§ Exercise details
Transcribe all of the data below word for word, keeping every line unchanged.

=== Data supplied ===

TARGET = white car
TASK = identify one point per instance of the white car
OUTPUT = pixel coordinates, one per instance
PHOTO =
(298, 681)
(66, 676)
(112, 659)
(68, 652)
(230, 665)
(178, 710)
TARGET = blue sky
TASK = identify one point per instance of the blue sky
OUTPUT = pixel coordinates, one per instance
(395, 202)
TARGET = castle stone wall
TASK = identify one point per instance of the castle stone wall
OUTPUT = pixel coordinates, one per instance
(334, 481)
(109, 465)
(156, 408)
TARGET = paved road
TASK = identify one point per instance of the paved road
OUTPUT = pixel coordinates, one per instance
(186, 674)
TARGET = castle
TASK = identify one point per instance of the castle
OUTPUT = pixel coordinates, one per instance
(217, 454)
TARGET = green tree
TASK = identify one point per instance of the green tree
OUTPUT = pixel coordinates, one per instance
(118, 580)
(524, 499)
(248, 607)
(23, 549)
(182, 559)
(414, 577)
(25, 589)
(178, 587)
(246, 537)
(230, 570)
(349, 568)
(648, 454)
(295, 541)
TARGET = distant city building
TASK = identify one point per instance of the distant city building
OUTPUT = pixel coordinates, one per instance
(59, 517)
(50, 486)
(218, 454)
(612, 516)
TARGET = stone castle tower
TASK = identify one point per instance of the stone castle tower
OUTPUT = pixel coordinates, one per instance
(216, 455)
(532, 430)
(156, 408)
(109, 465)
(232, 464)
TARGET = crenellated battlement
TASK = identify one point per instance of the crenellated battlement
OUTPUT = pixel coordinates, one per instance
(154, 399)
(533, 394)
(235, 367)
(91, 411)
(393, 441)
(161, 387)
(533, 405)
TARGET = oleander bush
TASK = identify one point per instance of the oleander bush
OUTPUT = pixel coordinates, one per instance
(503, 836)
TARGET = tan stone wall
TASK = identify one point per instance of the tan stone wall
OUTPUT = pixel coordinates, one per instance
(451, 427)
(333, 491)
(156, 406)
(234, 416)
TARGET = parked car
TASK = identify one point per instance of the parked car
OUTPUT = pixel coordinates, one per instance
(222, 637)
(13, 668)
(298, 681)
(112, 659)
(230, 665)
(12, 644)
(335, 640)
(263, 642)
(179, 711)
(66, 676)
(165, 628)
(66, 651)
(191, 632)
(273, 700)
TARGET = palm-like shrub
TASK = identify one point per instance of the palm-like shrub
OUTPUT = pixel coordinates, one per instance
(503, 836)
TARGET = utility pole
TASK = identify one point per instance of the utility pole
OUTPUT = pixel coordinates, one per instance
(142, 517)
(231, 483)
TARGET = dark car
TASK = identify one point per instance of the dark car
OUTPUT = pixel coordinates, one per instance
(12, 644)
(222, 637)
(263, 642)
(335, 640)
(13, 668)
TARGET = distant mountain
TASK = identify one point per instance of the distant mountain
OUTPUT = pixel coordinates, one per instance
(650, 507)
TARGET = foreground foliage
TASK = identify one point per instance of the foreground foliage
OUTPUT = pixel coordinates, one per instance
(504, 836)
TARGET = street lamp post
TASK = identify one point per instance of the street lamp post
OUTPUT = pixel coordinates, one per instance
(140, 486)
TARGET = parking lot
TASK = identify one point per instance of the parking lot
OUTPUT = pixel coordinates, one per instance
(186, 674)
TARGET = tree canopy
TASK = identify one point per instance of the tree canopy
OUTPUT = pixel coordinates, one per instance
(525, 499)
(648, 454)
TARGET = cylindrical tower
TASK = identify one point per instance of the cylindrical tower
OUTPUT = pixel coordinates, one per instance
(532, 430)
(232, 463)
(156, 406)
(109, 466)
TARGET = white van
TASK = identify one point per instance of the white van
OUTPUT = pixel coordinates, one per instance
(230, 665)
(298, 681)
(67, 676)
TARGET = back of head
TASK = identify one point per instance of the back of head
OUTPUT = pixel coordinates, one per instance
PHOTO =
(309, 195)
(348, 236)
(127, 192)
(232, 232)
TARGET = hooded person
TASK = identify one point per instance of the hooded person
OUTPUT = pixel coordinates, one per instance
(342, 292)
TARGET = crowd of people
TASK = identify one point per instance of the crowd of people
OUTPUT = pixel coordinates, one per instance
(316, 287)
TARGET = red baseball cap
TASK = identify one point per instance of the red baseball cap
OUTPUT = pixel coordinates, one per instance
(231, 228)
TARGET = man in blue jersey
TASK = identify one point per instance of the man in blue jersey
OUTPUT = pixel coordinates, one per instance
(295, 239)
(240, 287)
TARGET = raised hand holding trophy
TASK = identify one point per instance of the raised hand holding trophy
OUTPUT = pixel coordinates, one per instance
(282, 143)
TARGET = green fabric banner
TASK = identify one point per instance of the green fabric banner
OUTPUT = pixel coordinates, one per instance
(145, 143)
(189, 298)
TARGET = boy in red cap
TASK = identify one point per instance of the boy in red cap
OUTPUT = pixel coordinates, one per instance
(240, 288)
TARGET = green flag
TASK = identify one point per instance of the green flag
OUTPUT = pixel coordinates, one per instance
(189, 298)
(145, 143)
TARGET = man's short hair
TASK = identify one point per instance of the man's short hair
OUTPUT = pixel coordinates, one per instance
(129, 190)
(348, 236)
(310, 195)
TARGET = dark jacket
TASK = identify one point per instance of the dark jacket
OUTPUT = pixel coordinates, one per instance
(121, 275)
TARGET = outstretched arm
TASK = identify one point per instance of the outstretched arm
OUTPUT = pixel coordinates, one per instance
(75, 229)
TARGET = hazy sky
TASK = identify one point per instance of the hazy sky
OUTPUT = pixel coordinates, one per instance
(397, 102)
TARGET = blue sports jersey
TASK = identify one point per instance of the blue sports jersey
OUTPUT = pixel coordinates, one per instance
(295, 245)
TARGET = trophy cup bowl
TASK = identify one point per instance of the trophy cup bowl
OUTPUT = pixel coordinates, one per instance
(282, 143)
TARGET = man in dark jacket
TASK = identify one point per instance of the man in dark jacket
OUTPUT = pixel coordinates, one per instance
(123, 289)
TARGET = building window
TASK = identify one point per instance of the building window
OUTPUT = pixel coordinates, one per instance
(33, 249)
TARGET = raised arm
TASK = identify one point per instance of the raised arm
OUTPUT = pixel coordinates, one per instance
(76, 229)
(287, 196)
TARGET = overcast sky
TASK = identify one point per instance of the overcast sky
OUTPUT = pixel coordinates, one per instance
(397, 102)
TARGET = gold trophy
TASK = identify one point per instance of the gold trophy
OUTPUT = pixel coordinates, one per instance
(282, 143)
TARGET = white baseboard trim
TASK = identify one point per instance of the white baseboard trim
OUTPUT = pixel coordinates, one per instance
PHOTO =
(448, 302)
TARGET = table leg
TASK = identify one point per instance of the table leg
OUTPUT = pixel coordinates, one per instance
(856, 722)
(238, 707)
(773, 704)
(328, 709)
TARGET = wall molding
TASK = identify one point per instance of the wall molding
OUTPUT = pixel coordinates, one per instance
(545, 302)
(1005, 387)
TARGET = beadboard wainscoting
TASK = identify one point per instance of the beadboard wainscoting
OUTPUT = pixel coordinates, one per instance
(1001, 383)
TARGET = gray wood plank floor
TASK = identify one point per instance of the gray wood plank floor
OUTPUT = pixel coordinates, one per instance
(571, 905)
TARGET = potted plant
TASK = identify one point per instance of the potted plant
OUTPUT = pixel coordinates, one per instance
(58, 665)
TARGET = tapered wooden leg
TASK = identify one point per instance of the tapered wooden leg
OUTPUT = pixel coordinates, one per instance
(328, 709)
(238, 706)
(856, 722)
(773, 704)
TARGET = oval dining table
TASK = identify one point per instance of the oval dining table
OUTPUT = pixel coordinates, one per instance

===

§ Solved exercise
TARGET = white car
TASK = identify one point per instance of the white car
OUTPUT = pixel coordinates, one per instance
PHOTO =
(298, 681)
(66, 676)
(112, 659)
(68, 652)
(230, 665)
(178, 710)
TARGET = blue sky
TASK = identify one point per instance of the blue sky
OUTPUT = pixel coordinates, one per instance
(395, 202)
TARGET = castle stone wall
TASK = identify one point per instance of the castle stone wall
OUTPUT = pixel coordinates, one per instance
(334, 481)
(109, 465)
(156, 408)
TARGET = paved road
TASK = identify one point per instance of the paved road
OUTPUT = pixel coordinates, one per instance
(186, 674)
TARGET = castle
TASK = identify one point per instance of the castle
OUTPUT = pixel coordinates, one per instance
(217, 454)
TARGET = green tree
TASK = identify one point per instance of the green tree
OUTPUT = pixel coordinates, one per instance
(118, 580)
(524, 499)
(248, 607)
(23, 549)
(182, 559)
(414, 577)
(25, 589)
(178, 587)
(246, 537)
(230, 570)
(349, 568)
(648, 454)
(295, 541)
TARGET = distant city building
TASK = identify one point per instance of the distant city building
OUTPUT = pixel coordinates, one per instance
(59, 517)
(50, 486)
(218, 454)
(612, 516)
TARGET = stone castle tower
TASK = identify one point per instance of the stone castle tower
OUTPUT = pixel coordinates, one per instance
(216, 455)
(532, 430)
(156, 408)
(109, 465)
(232, 464)
TARGET = crenellated battlement
TASK = identify one point per instance of the crenellated battlement
OUTPUT = pixel coordinates, one per instance
(154, 399)
(533, 394)
(235, 367)
(91, 411)
(393, 441)
(161, 387)
(533, 405)
TARGET = oleander bush
TASK = identify one point per instance of the oleander bush
OUTPUT = pixel coordinates, one per instance
(503, 836)
TARGET = tan stone wall
TASK = identify one point per instance of the tan stone wall
OUTPUT = pixel coordinates, one per instance
(451, 427)
(333, 491)
(156, 406)
(234, 416)
TARGET = parked car
TASK = identify one point per instance of the parked car
OUTPUT = pixel coordinates, one per instance
(222, 637)
(13, 668)
(298, 681)
(112, 659)
(230, 665)
(12, 644)
(335, 640)
(263, 642)
(179, 711)
(66, 676)
(165, 628)
(66, 651)
(191, 632)
(273, 700)
TARGET = palm-like shrub
TASK = identify one point per instance of the palm-like shrub
OUTPUT = pixel coordinates, one per instance
(503, 836)
TARGET = utility pole
TASK = identify one point per instance of the utility pole
OUTPUT = pixel coordinates, one per instance
(142, 517)
(231, 483)
TARGET = dark car
TASK = identify one point per instance of the dark car
OUTPUT = pixel coordinates, one per instance
(12, 644)
(222, 637)
(263, 642)
(335, 640)
(13, 668)
TARGET = distant mountain
TASK = identify one point per instance of the distant mountain
OUTPUT = pixel coordinates, one per instance
(650, 507)
TARGET = foreground foliage
TASK = identify one point per instance of the foreground foliage
OUTPUT = pixel coordinates, one per instance
(504, 836)
TARGET = street lamp post
TASK = identify one point per instance of the street lamp post
OUTPUT = pixel coordinates, one per instance
(140, 486)
TARGET = parking lot
TASK = identify one point per instance of the parking lot
OUTPUT = pixel coordinates, one per instance
(186, 674)
TARGET = tree canopy
TASK = identify one point per instance of the tree canopy
OUTPUT = pixel coordinates, one per instance
(525, 499)
(648, 454)
TARGET = cylindrical tower
TASK = identify one point per instance of the cylindrical tower
OUTPUT = pixel coordinates, one per instance
(532, 430)
(232, 463)
(156, 406)
(109, 466)
TARGET = white van
TASK = identify one point per instance of the white van
OUTPUT = pixel coordinates, one per instance
(230, 665)
(298, 681)
(67, 676)
TARGET = back of head
TASK = identify one point per instance of the back of head
OUTPUT = pixel coordinates, one per instance
PHOTO =
(309, 195)
(348, 236)
(127, 192)
(232, 232)
TARGET = hooded person
TASK = identify one point per instance of the hooded person
OUTPUT = pixel coordinates, one per instance
(342, 292)
TARGET = crowd of people
TASK = identify one point per instance of the crowd of people
OUTPUT = pixel coordinates, one per instance
(316, 287)
TARGET = red baseball cap
TASK = identify one point per instance of the red baseball cap
OUTPUT = pixel coordinates, one per instance
(231, 228)
TARGET = man in blue jersey
TASK = identify one point per instance of the man in blue jersey
OUTPUT = pixel coordinates, one per instance
(295, 239)
(240, 287)
TARGET = raised hand holding trophy
TASK = identify one point per instance of the raised hand holding trophy
OUTPUT = pixel coordinates, one per instance
(282, 143)
TARGET = green fabric banner
TASK = identify one point per instance of the green fabric banner
OUTPUT = pixel coordinates, one per instance
(145, 143)
(189, 298)
TARGET = boy in red cap
TASK = identify one point per instance of the boy in red cap
OUTPUT = pixel coordinates, one per instance
(240, 288)
TARGET = green flag
TASK = identify one point per instance of the green flag
OUTPUT = pixel coordinates, one per instance
(189, 298)
(145, 143)
TARGET = man's short hair
TASK = identify one point per instance of the man's short hair
OUTPUT = pixel coordinates, one per instance
(129, 190)
(348, 236)
(310, 195)
TARGET = dark jacket
TASK = identify one point per instance of the dark jacket
OUTPUT = pixel coordinates, one per instance
(121, 275)
TARGET = outstretched arm
TASK = identify one point per instance of the outstretched arm
OUTPUT = pixel coordinates, one per instance
(75, 229)
TARGET = hazy sky
TASK = identify one point per instance of the hazy sky
OUTPUT = pixel coordinates, one per instance
(397, 102)
TARGET = blue sports jersey
TASK = identify one point per instance of the blue sports jersey
OUTPUT = pixel coordinates, one per instance
(295, 245)
TARGET = trophy cup bowl
TASK = identify one point per instance of the trophy cup bowl
OUTPUT = pixel coordinates, one per instance
(282, 143)
TARGET = man in dark jacket
TASK = identify one point per instance of the man in dark jacket
OUTPUT = pixel coordinates, one per instance
(123, 289)
TARGET = building window
TASK = identify one point per instance of the building window
OUTPUT = pixel coordinates, one per instance
(33, 249)
TARGET = raised arm
TASK = identify one point per instance of the raised arm
OUTPUT = pixel coordinates, one per instance
(76, 229)
(287, 196)
TARGET = overcast sky
TASK = identify one point per instance of the overcast sky
OUTPUT = pixel coordinates, one per instance
(397, 102)
TARGET = gold trophy
TASK = identify one point per instance of the gold trophy
OUTPUT = pixel coordinates, one per instance
(282, 143)
TARGET = white baseboard trim
TASK = identify one point per instance of the white baseboard trim
OUTPUT = pixel coordinates, one per instance
PHOTO =
(448, 302)
TARGET = table leg
TASK = identify one point per instance of the table leg
OUTPUT = pixel coordinates, one per instance
(856, 722)
(238, 707)
(773, 704)
(328, 709)
TARGET = wall molding
TASK = identify one point per instance of the wall molding
OUTPUT = pixel coordinates, one per instance
(545, 302)
(1005, 387)
TARGET = beadboard wainscoting
TASK = identify one point per instance of the beadboard wainscoting
OUTPUT = pixel coordinates, one per instance
(1001, 383)
TARGET = gray wood plank floor
TASK = identify one point per instance of the gray wood plank floor
OUTPUT = pixel coordinates, one per instance
(571, 905)
TARGET = potted plant
TASK = identify one point per instance of the potted plant
OUTPUT = pixel coordinates, one per instance
(58, 665)
TARGET = tapered wooden leg
TASK = identify one point per instance of the tapered wooden leg
OUTPUT = pixel coordinates, one per instance
(328, 709)
(238, 706)
(856, 722)
(773, 704)
TARGET = oval dining table
TASK = identify one point per instance of the oval dining table
OUTPUT = pixel coordinates, one per instance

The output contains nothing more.